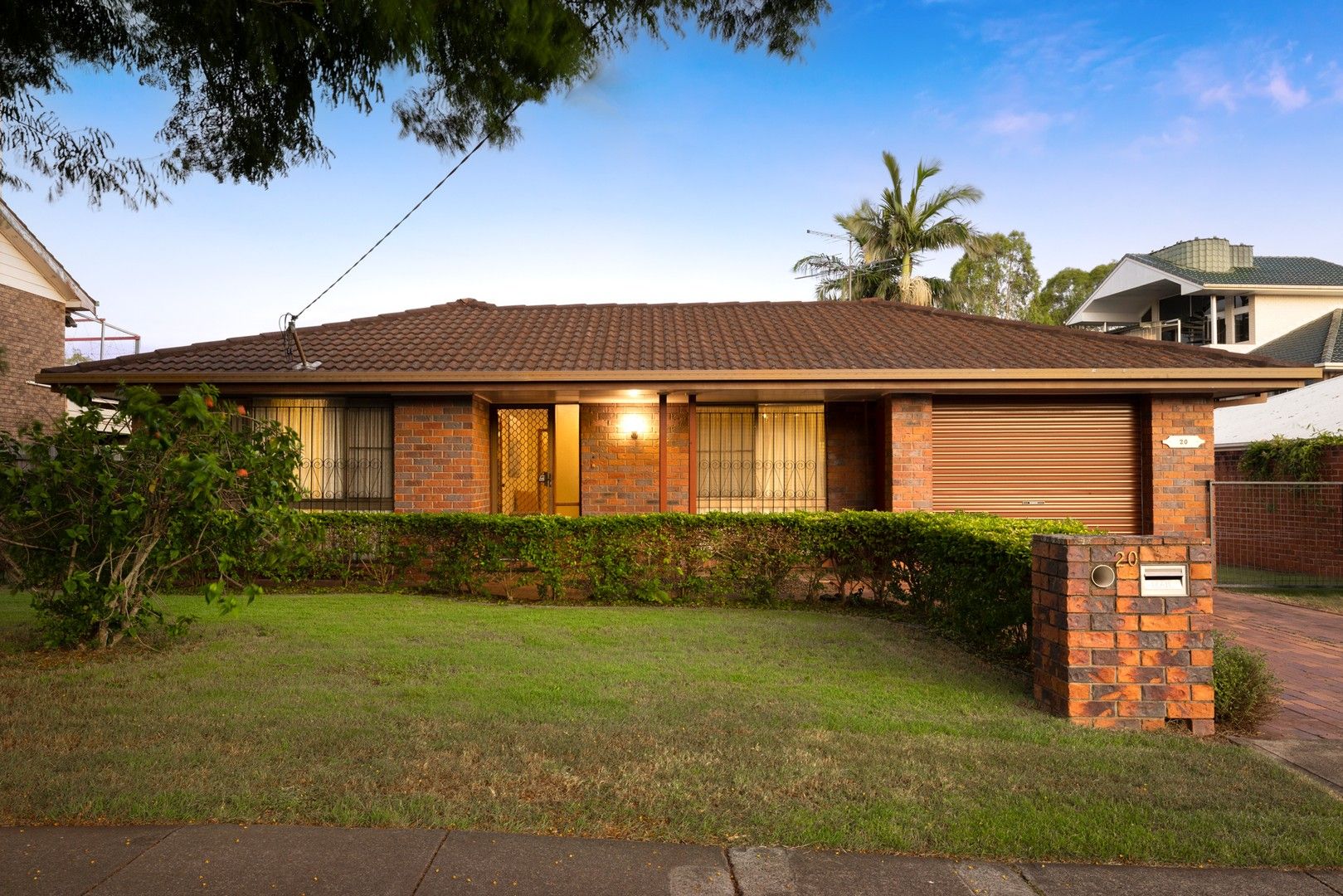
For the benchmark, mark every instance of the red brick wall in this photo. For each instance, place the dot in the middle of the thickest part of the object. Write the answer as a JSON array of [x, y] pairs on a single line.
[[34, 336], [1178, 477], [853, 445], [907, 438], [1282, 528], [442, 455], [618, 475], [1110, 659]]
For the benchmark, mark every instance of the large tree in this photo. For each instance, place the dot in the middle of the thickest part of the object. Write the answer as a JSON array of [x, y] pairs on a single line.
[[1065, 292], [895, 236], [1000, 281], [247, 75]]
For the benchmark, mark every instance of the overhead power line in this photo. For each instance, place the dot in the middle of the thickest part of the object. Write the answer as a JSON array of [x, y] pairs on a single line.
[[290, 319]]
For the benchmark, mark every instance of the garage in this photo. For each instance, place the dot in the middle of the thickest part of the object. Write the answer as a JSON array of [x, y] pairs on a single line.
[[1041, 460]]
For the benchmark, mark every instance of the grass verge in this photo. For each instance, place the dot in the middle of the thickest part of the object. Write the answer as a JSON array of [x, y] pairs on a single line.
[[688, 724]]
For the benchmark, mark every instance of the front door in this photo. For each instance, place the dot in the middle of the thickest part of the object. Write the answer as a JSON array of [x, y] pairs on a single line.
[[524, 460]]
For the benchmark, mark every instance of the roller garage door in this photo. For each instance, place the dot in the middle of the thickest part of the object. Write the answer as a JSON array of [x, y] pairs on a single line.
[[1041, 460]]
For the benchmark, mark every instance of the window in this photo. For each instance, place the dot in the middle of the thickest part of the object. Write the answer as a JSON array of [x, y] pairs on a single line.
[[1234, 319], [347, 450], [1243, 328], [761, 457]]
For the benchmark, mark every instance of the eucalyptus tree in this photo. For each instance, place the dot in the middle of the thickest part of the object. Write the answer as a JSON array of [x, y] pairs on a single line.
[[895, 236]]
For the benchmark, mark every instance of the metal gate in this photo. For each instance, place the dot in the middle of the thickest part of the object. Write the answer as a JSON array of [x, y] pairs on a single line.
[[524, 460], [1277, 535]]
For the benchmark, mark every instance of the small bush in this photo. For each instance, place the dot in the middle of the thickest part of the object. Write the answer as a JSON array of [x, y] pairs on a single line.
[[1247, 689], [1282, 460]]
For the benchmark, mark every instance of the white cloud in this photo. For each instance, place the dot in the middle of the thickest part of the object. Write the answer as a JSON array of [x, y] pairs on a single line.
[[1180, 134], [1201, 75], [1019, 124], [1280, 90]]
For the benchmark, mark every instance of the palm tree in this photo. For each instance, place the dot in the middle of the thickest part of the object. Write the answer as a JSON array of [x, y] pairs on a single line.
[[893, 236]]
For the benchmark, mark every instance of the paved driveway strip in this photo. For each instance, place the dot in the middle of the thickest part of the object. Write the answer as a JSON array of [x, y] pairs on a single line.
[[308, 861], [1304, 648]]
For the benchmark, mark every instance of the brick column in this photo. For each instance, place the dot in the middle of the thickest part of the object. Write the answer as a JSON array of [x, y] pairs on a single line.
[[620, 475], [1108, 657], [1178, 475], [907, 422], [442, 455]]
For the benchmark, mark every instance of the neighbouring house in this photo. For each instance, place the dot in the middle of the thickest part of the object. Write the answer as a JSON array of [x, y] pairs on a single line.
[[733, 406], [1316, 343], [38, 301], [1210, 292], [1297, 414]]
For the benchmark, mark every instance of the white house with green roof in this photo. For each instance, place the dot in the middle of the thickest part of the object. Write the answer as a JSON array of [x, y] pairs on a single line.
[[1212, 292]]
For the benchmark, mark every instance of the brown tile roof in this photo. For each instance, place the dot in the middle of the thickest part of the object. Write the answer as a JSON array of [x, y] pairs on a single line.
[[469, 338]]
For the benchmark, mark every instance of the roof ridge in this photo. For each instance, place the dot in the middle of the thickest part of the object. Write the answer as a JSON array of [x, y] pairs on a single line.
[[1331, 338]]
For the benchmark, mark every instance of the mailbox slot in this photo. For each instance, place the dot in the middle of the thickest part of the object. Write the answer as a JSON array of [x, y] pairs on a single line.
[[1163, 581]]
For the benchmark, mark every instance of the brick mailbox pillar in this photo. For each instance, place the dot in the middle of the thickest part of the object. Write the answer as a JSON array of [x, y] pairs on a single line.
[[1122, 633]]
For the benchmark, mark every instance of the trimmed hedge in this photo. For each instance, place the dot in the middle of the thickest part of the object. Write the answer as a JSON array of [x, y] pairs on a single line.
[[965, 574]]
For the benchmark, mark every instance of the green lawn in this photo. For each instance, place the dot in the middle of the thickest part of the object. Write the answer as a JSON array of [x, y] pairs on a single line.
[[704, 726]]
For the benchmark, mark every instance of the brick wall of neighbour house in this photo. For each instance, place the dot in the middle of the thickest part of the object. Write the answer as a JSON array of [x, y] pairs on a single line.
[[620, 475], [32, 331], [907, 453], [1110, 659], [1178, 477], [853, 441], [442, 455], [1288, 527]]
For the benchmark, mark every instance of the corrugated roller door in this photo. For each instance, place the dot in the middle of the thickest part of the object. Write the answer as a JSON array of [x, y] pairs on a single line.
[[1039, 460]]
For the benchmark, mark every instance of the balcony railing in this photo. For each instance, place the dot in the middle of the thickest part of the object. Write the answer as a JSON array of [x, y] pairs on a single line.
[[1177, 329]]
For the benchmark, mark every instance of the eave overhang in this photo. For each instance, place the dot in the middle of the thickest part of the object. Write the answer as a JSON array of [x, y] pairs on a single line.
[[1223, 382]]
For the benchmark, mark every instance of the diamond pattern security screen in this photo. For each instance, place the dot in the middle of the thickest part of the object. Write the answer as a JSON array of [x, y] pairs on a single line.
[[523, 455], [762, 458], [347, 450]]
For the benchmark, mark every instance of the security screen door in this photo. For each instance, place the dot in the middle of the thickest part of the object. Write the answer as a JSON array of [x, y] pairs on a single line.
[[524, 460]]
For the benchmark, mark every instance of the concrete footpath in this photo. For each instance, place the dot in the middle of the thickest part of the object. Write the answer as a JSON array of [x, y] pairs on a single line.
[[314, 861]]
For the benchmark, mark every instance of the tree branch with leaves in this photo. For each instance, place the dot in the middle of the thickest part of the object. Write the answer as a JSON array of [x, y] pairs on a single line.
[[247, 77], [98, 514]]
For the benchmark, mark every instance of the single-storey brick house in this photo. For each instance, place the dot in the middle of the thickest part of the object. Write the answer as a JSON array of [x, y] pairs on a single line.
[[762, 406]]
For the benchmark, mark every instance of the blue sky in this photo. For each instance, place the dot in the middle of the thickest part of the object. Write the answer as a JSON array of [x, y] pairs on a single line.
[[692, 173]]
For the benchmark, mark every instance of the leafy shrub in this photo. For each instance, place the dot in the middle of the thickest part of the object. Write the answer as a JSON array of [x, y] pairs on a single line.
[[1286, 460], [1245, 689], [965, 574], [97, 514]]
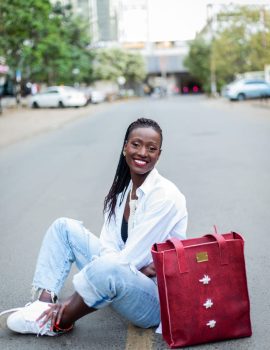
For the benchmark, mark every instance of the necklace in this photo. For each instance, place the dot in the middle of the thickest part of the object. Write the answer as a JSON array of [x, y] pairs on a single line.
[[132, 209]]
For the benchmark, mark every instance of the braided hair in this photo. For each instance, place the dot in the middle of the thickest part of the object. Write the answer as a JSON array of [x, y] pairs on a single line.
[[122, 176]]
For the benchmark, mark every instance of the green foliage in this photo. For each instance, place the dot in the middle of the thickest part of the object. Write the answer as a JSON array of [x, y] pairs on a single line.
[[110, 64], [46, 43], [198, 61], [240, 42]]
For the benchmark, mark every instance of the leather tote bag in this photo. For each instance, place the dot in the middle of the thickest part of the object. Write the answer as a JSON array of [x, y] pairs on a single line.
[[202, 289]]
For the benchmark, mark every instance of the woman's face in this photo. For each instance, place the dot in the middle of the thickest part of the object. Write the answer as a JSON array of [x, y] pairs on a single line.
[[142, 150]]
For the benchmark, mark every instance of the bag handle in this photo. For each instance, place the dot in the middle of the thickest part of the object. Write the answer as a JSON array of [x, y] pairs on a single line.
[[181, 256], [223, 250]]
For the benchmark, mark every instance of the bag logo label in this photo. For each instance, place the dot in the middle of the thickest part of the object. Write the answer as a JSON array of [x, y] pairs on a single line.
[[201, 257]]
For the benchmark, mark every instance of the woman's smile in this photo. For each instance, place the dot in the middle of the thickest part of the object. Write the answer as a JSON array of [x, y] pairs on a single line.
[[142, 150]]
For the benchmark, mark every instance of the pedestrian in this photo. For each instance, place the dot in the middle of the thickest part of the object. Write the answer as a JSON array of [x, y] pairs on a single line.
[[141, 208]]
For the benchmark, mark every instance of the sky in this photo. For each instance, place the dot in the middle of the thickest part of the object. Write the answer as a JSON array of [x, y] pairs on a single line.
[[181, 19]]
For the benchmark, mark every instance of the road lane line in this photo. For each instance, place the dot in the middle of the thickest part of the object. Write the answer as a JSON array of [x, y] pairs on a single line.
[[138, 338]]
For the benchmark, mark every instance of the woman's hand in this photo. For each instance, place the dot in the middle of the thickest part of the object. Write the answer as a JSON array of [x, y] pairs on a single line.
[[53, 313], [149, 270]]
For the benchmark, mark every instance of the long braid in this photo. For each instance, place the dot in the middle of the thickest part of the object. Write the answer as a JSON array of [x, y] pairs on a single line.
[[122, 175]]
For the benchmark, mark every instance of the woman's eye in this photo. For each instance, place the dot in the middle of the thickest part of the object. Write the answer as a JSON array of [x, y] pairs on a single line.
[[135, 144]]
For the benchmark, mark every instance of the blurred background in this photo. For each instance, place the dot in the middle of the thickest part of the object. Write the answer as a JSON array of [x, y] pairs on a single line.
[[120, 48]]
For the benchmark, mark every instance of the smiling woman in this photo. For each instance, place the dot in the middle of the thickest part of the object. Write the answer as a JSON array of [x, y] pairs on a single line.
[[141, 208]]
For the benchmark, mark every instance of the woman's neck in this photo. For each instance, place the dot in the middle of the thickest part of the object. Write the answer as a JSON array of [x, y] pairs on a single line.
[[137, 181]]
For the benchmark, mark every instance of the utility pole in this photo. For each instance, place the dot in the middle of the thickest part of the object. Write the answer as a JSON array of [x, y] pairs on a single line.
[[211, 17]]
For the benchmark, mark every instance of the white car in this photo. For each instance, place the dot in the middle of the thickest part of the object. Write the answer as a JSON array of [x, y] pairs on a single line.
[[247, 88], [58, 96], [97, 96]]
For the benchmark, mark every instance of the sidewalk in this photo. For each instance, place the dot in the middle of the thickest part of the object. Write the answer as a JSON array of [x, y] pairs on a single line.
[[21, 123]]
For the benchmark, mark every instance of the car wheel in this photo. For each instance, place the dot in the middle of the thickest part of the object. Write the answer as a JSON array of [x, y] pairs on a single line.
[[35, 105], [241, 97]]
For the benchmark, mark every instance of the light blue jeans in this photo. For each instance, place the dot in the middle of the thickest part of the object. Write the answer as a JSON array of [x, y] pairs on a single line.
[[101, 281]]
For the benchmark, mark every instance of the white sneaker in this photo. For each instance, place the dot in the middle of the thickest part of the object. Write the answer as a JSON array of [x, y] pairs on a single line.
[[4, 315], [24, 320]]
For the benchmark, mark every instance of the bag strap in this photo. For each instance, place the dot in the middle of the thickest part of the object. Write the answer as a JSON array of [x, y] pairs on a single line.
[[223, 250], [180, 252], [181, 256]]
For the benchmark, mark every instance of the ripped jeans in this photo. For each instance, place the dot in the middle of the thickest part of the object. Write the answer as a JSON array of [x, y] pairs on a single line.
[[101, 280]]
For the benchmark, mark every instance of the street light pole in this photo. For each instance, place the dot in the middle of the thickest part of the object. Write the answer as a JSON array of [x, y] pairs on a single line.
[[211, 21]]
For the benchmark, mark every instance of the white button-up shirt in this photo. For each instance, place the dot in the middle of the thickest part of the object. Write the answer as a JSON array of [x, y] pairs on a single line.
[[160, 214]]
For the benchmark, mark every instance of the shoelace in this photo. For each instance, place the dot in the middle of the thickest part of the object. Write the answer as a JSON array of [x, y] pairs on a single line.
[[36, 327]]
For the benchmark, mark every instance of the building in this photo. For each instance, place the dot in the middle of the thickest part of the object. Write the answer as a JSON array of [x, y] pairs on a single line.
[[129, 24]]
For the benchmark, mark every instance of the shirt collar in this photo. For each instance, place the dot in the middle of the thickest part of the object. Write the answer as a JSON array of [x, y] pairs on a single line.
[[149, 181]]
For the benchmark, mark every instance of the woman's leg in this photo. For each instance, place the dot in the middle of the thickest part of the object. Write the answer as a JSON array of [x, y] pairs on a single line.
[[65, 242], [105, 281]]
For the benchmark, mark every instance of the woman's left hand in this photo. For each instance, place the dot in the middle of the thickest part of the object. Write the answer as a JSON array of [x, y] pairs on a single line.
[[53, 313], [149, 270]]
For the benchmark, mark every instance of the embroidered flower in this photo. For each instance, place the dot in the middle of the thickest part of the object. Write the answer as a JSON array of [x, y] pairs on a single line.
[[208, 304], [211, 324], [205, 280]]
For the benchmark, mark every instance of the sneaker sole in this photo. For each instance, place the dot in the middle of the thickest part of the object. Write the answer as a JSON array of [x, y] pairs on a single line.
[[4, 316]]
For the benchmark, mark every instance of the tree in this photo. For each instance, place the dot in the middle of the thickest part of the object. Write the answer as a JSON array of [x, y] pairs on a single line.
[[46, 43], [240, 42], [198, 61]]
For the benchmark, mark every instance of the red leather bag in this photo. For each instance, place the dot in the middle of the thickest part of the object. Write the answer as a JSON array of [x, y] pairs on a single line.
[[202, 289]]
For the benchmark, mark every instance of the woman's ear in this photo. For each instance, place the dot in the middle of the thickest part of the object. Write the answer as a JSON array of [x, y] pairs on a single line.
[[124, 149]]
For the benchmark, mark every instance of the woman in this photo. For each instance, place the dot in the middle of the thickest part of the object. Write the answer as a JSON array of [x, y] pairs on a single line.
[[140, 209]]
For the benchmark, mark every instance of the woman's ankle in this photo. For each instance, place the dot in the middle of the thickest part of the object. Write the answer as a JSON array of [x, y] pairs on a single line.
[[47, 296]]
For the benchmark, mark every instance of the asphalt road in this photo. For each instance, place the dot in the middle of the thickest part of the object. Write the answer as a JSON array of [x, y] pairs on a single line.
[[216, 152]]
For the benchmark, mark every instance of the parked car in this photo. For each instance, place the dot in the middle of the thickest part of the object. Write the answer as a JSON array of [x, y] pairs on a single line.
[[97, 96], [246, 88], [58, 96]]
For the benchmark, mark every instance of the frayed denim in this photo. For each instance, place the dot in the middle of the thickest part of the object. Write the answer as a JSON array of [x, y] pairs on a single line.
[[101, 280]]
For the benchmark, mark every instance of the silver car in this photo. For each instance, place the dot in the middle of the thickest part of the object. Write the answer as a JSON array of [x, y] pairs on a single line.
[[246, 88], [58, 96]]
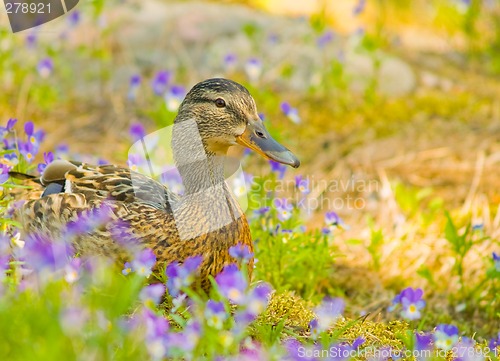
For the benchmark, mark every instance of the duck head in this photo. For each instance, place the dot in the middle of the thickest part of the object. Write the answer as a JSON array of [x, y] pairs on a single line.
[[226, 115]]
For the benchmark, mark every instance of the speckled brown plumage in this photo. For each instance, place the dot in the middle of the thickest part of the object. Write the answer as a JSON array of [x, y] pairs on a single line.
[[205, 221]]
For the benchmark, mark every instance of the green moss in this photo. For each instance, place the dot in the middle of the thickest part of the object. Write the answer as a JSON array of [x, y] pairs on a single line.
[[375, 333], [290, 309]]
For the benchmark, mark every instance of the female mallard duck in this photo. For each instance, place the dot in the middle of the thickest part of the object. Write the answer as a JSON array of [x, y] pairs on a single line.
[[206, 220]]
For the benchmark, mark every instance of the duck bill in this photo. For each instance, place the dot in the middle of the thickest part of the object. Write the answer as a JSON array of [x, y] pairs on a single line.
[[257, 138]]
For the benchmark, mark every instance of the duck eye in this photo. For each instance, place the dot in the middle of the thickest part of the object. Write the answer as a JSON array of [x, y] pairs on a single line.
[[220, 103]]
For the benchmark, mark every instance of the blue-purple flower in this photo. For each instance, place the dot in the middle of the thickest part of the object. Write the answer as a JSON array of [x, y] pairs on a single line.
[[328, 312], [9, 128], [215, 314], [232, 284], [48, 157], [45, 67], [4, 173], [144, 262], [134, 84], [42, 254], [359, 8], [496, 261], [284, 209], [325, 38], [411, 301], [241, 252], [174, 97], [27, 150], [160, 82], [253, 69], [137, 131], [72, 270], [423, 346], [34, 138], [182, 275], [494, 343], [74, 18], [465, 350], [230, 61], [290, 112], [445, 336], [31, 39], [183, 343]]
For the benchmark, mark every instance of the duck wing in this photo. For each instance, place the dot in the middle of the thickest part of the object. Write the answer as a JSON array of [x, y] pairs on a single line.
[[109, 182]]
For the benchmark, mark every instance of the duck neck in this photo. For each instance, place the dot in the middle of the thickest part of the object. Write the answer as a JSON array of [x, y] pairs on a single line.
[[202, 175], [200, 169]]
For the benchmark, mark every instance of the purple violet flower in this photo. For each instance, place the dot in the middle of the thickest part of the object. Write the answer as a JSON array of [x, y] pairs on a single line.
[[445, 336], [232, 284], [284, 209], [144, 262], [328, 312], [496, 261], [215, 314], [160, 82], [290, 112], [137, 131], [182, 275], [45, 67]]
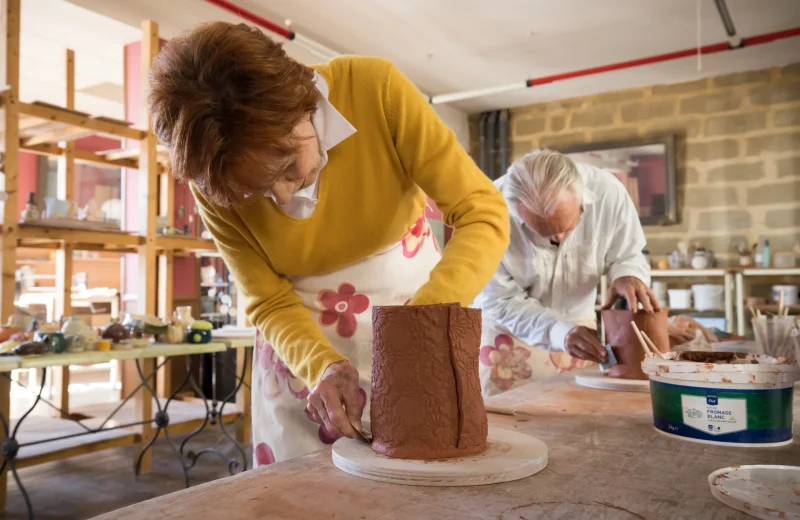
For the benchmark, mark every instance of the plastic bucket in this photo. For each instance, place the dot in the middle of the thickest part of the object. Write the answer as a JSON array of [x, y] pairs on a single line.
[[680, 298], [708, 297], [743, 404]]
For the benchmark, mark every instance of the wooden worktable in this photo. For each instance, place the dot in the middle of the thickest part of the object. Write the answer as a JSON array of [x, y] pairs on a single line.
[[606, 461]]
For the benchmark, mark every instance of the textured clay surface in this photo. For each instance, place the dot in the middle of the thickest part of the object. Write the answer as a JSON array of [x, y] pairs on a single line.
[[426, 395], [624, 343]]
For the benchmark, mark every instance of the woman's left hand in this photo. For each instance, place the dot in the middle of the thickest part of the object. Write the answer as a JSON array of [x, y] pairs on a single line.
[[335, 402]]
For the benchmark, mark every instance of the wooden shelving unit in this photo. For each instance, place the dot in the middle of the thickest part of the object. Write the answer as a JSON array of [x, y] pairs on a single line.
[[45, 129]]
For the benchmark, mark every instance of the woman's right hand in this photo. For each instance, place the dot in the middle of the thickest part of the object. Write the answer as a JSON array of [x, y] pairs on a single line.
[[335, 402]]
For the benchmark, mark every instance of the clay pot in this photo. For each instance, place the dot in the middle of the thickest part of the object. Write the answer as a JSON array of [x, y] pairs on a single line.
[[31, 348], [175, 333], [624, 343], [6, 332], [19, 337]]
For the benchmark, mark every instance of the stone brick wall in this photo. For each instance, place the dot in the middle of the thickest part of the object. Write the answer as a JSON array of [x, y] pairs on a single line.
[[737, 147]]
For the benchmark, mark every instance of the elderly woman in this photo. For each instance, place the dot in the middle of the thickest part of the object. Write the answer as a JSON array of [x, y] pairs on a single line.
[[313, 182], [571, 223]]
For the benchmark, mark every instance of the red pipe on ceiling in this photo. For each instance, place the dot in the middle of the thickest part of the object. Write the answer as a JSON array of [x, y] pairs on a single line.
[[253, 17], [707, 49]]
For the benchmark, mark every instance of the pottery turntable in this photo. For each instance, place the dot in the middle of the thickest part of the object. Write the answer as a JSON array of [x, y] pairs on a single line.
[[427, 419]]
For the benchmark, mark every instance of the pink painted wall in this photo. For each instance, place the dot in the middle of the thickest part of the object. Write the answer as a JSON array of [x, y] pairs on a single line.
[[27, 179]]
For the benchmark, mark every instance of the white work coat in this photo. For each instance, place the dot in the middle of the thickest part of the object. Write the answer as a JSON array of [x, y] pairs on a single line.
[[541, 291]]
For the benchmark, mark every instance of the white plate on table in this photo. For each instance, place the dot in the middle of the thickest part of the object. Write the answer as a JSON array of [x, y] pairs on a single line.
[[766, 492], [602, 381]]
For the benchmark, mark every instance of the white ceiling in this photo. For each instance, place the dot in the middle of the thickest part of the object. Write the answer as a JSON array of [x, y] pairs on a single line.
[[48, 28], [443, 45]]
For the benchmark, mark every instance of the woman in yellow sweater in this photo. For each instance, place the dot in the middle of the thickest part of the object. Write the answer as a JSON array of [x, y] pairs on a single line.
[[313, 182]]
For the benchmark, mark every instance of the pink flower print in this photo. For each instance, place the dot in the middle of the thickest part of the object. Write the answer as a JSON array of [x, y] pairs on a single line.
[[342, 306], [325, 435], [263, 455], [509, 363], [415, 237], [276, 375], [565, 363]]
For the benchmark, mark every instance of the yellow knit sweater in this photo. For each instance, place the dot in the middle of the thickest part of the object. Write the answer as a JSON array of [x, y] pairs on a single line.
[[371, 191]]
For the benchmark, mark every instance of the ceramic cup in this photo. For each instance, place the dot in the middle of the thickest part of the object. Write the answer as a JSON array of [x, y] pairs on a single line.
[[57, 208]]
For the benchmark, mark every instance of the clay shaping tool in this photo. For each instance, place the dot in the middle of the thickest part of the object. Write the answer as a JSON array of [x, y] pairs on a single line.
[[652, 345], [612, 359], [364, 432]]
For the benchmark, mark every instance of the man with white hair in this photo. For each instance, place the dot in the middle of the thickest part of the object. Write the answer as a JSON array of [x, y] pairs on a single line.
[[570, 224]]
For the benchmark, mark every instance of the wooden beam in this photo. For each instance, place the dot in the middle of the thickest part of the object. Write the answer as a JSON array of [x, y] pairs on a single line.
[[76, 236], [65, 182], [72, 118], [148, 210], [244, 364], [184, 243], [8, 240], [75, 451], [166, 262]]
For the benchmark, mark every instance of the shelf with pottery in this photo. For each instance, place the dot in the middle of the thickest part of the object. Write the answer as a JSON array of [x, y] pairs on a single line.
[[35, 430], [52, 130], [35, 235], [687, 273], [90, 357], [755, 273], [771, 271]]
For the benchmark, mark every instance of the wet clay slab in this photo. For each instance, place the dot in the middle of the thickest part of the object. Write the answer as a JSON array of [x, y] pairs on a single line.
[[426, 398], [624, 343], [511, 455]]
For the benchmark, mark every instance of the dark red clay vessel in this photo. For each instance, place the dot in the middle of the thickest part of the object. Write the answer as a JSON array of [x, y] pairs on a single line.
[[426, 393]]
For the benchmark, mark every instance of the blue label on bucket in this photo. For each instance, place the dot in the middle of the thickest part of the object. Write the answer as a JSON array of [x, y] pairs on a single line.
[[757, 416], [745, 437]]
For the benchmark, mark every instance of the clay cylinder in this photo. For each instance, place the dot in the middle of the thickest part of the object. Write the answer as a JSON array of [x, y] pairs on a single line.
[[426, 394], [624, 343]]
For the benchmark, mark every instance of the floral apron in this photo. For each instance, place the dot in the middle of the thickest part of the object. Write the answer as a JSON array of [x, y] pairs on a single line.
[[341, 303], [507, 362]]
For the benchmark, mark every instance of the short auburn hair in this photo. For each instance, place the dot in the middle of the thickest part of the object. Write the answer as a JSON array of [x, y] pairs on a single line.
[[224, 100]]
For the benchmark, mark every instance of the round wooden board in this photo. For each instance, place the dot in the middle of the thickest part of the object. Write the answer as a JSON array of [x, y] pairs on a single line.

───

_What this task involves_. List the lines of the records from the start of the records through the line containing "[[290, 319]]", both ends included, as a numbered list. Omit blank lines and leave the pictures out.

_Exercise response_.
1. For the benchmark, mark every instance of the red brick wall in this photo. For each instance, place the dot in the middle of the thickest part of the object. Write the answer as a JSON array of [x, y] pairs on a single line.
2. [[34, 336], [1178, 477], [853, 445], [907, 438], [1282, 528], [442, 455], [618, 475], [1110, 659]]
3. For the benchmark, mark every instance of the large tree in this photo. For each instance, place the dot in the middle of the thickest part of the object. Write the answer as a JSON array of [x, y] pairs on a single line.
4. [[1065, 292], [895, 236], [1000, 281], [247, 75]]
5. For the benchmark, mark every instance of the overhead power line in this photo. For each instance, place the dot in the middle of the thickest part of the object. Write the answer as a JSON array of [x, y] pairs on a single line.
6. [[290, 319]]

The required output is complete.